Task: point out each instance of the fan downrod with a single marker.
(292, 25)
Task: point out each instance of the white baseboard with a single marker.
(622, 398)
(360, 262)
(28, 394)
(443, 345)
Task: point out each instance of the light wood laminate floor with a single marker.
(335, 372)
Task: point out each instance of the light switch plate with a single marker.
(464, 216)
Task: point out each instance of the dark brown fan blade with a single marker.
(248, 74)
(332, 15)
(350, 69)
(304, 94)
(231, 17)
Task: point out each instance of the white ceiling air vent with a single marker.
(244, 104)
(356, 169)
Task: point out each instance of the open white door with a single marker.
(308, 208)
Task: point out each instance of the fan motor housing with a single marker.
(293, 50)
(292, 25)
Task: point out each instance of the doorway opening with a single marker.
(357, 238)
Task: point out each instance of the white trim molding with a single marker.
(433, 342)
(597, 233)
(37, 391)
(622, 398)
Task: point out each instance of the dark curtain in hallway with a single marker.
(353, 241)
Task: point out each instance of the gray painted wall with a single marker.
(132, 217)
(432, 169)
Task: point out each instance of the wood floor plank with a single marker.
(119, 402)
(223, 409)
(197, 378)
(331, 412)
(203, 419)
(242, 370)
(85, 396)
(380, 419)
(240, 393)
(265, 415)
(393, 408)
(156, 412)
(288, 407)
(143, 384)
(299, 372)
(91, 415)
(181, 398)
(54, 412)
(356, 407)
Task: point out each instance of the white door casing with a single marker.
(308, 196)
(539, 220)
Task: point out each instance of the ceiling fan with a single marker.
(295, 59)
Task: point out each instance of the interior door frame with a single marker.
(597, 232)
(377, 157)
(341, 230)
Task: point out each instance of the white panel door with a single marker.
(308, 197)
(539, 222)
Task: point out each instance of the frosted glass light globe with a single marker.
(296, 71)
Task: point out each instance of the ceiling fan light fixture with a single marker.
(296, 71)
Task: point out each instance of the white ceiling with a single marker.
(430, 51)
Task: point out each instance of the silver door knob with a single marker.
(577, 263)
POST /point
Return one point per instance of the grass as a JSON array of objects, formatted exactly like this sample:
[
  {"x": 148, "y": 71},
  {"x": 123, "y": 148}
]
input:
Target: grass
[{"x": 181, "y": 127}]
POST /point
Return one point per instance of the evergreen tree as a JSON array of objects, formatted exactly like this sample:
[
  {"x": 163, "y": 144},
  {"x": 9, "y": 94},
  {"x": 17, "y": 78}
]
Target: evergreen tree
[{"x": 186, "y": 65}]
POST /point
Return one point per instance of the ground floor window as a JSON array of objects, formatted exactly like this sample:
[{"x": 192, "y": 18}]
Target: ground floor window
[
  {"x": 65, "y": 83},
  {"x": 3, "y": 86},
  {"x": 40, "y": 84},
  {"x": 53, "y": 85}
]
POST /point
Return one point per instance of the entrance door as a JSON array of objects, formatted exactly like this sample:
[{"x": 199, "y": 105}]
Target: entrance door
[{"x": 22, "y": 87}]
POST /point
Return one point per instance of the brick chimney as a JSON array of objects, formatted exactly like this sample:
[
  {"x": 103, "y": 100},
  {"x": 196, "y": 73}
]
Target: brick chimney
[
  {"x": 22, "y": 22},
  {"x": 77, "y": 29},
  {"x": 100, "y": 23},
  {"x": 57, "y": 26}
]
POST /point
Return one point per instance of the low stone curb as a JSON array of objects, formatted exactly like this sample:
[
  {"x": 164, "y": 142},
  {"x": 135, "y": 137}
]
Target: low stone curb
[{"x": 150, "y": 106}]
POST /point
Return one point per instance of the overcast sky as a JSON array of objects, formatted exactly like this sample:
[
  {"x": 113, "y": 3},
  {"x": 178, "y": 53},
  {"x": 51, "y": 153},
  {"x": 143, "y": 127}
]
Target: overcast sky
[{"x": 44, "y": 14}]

▬▬▬▬▬▬▬▬▬▬

Gather each line in the rows above that contains the string "chimney". Count only lines where the letter case matches.

Return one point per instance of the brick chimney as a JSON array of objects, formatted exactly like this sample:
Target: brick chimney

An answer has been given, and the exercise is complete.